Exercise — Reproduce exactly the span of lines beginning at the one with "the microphone in" and ending at the last line of the data below, omitting pictures.

** Extracted material follows **

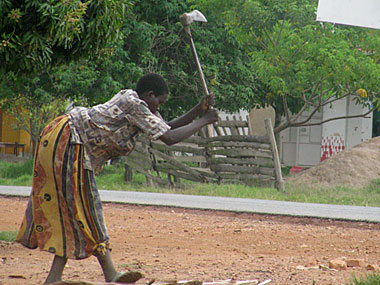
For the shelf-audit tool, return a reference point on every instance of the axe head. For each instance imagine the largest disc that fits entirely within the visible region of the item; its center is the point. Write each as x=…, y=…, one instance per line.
x=194, y=16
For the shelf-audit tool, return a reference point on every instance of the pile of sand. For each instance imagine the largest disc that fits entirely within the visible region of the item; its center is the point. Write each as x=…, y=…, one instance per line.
x=354, y=168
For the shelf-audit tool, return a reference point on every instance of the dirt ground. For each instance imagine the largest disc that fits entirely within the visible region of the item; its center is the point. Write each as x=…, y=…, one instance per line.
x=181, y=244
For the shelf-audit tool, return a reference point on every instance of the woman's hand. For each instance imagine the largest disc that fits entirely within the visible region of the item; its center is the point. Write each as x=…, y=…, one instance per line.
x=207, y=102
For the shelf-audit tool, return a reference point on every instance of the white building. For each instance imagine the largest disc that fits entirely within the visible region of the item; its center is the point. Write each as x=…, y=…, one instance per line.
x=307, y=146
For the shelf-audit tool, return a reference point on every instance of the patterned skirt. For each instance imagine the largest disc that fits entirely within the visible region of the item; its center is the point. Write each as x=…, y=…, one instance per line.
x=64, y=214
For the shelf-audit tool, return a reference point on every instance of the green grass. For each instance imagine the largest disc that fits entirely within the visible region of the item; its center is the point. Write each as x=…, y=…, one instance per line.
x=111, y=178
x=367, y=279
x=9, y=236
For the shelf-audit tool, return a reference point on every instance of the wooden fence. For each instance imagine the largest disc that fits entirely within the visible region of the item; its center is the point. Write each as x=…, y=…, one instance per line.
x=231, y=156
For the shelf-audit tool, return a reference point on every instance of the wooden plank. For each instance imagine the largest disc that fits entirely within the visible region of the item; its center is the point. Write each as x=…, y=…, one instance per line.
x=167, y=168
x=177, y=164
x=245, y=176
x=240, y=144
x=242, y=169
x=242, y=161
x=232, y=123
x=241, y=153
x=147, y=174
x=238, y=138
x=180, y=148
x=276, y=157
x=183, y=158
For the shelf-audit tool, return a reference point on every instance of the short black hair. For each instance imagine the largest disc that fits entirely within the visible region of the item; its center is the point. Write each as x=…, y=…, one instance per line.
x=152, y=82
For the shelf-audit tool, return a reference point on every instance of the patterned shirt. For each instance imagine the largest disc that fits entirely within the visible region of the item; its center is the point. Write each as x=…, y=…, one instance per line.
x=111, y=129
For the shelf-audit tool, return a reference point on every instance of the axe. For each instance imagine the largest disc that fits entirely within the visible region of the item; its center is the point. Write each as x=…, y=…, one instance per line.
x=186, y=20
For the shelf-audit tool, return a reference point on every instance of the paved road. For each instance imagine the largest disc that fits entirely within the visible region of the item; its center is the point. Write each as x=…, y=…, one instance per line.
x=340, y=212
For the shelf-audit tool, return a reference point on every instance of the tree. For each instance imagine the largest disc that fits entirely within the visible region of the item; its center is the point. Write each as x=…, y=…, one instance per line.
x=152, y=41
x=36, y=34
x=33, y=108
x=303, y=65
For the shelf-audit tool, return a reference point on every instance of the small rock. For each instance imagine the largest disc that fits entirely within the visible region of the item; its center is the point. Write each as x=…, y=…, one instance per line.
x=355, y=262
x=337, y=264
x=372, y=267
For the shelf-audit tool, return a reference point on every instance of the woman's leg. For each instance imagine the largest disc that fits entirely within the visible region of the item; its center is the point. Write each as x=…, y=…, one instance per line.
x=56, y=269
x=110, y=273
x=106, y=263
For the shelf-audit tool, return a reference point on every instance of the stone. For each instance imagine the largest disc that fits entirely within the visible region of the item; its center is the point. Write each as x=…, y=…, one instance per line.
x=373, y=267
x=355, y=262
x=337, y=264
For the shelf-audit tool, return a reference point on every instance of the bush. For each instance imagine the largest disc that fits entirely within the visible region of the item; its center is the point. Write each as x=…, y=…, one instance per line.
x=14, y=170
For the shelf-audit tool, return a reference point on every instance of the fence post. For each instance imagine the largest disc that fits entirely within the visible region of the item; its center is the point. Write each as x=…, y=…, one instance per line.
x=276, y=157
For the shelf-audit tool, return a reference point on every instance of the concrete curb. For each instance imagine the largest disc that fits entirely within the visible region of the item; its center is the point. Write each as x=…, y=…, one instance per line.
x=337, y=212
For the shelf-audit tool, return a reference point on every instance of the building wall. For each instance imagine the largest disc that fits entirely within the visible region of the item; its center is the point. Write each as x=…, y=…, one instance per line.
x=307, y=146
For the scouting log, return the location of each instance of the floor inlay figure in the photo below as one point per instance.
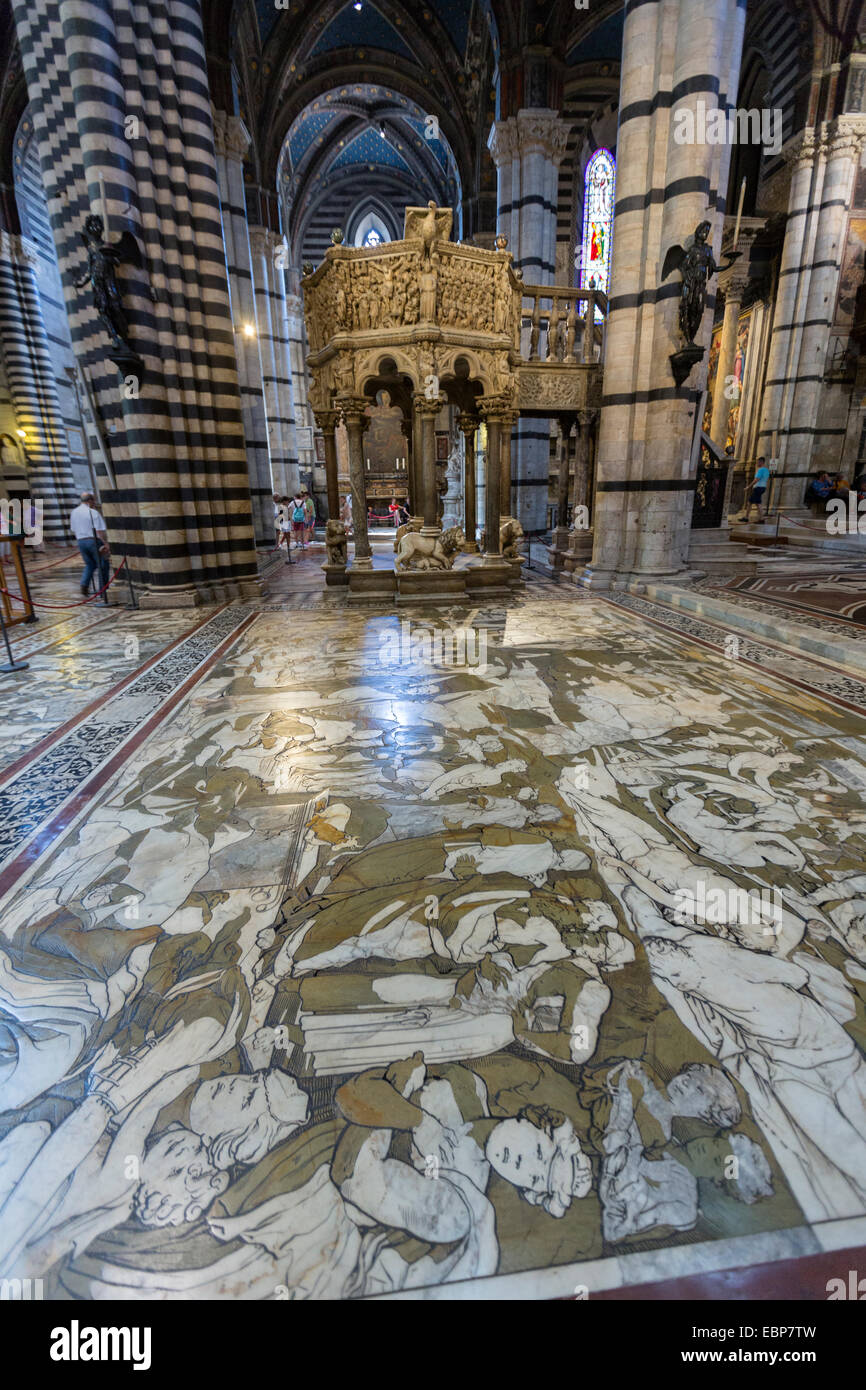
(366, 973)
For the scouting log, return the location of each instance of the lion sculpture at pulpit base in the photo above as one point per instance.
(428, 552)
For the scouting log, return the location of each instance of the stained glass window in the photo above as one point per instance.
(599, 182)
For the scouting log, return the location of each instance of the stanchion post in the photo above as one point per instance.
(11, 665)
(132, 598)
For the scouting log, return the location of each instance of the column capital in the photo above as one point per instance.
(847, 135)
(428, 405)
(733, 281)
(495, 407)
(542, 131)
(231, 135)
(502, 141)
(353, 409)
(263, 241)
(534, 129)
(325, 420)
(804, 148)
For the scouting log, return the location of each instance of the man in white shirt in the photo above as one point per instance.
(88, 527)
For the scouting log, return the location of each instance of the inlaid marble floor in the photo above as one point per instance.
(345, 955)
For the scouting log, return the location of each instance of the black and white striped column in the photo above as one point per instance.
(232, 139)
(121, 93)
(268, 282)
(794, 416)
(296, 338)
(527, 150)
(676, 53)
(29, 378)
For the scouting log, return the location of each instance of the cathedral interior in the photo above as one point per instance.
(431, 824)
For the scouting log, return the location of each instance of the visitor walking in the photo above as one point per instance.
(762, 478)
(278, 506)
(88, 527)
(284, 523)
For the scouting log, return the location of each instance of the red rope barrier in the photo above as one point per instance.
(17, 597)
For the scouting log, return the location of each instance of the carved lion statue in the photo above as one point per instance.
(510, 540)
(430, 552)
(335, 542)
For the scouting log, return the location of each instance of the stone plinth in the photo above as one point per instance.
(430, 585)
(370, 585)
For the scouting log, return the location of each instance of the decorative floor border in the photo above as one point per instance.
(45, 790)
(830, 683)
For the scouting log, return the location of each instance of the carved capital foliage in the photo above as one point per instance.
(502, 141)
(355, 410)
(327, 420)
(544, 131)
(847, 136)
(428, 405)
(264, 242)
(231, 135)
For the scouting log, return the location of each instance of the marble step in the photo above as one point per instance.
(773, 626)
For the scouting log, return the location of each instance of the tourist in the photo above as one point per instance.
(762, 478)
(88, 527)
(284, 523)
(278, 503)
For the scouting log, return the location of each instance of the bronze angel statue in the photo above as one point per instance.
(697, 267)
(102, 266)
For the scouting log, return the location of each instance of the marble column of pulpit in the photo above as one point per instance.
(580, 535)
(335, 574)
(355, 416)
(469, 427)
(559, 542)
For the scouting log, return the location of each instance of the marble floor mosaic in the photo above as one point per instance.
(505, 951)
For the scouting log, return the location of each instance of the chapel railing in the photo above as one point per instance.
(559, 324)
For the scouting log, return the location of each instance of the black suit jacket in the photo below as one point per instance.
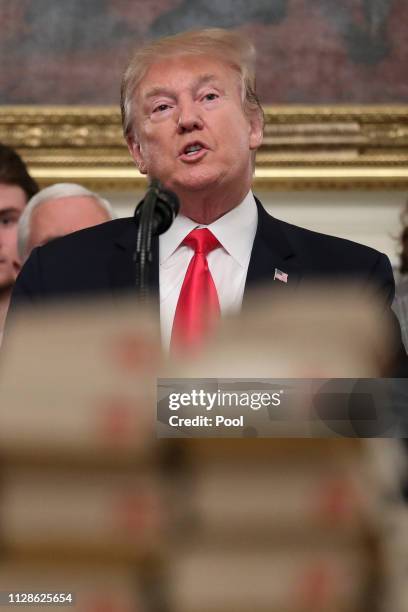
(99, 260)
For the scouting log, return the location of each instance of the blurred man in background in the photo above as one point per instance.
(59, 210)
(16, 187)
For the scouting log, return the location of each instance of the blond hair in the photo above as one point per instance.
(230, 47)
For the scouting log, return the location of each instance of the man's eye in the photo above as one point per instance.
(7, 220)
(160, 108)
(211, 96)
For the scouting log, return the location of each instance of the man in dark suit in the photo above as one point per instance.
(192, 119)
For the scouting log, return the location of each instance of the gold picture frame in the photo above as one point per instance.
(305, 147)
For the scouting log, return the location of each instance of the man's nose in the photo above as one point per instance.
(189, 117)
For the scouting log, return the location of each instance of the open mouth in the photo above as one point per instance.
(193, 150)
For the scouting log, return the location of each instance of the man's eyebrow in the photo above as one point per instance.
(8, 211)
(204, 79)
(159, 91)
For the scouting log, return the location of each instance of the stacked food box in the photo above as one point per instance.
(84, 512)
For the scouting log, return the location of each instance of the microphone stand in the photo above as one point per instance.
(153, 215)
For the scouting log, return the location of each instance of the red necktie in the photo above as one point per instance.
(198, 307)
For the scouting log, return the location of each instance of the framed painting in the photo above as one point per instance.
(332, 77)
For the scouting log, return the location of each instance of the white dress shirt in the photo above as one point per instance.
(228, 265)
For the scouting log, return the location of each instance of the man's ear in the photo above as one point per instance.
(256, 124)
(136, 153)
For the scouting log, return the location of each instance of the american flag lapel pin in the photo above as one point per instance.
(279, 275)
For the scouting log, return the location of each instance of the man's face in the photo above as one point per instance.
(55, 218)
(12, 203)
(190, 128)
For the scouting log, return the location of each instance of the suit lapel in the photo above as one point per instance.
(271, 251)
(121, 267)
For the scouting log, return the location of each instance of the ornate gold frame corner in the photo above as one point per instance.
(305, 147)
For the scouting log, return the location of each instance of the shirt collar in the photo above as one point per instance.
(235, 231)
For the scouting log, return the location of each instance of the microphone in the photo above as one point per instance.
(153, 215)
(162, 203)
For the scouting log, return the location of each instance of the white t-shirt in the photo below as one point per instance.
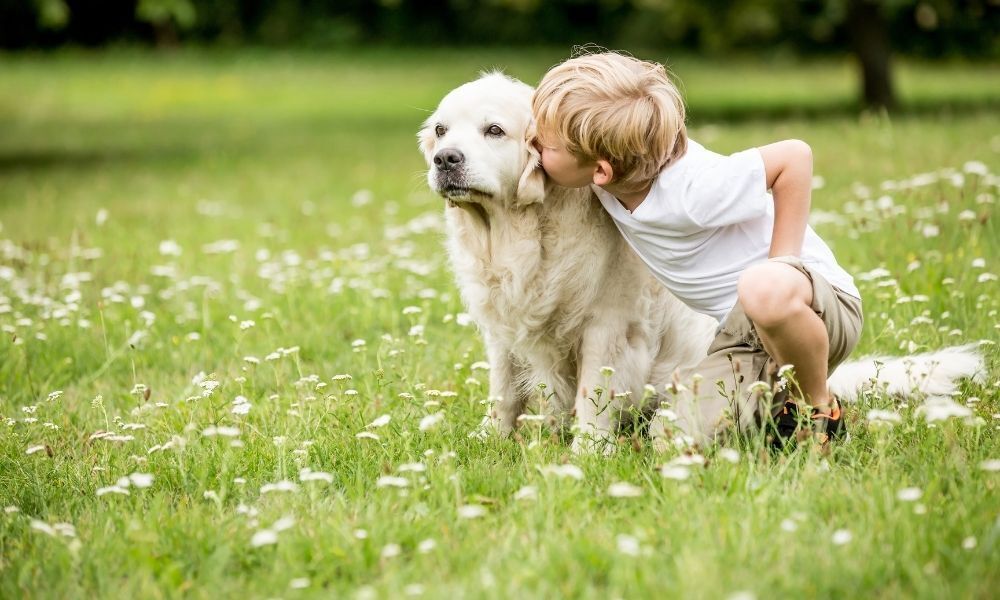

** End of Extracted material **

Expected output —
For the scouting log, return the location of each instance of the microphone in the photo above as one point per instance.
(153, 215)
(162, 203)
For the scouting log, return the location of each instance of the white t-shirt in the photo below as one point per instance.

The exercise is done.